## [EXERCISE MATERIAL]
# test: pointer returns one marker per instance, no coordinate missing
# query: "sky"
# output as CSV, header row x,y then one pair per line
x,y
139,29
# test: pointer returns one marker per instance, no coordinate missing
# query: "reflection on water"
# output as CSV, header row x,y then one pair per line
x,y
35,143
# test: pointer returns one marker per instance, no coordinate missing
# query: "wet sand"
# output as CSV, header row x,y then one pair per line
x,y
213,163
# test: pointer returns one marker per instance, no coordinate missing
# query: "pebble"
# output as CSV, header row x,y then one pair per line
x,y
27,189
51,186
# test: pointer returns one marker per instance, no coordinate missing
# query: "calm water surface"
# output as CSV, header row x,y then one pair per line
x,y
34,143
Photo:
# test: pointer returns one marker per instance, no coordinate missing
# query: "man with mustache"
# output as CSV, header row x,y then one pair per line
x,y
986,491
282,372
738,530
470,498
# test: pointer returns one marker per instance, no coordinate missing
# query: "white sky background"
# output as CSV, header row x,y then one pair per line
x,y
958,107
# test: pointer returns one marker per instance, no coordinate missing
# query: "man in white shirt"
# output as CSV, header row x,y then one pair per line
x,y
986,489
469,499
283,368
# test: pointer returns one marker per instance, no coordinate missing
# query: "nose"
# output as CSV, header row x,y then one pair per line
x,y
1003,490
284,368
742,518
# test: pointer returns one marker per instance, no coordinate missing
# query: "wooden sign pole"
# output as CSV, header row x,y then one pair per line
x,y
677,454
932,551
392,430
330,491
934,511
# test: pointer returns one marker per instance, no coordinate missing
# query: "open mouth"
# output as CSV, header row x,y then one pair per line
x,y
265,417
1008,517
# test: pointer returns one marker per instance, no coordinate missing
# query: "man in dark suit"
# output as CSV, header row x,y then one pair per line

## [AIM OF THE EXERCISE]
Copy every line from the data that includes the string "white".

## [EXERCISE ANSWER]
# query: "white sky background"
# query: "man in white shirt"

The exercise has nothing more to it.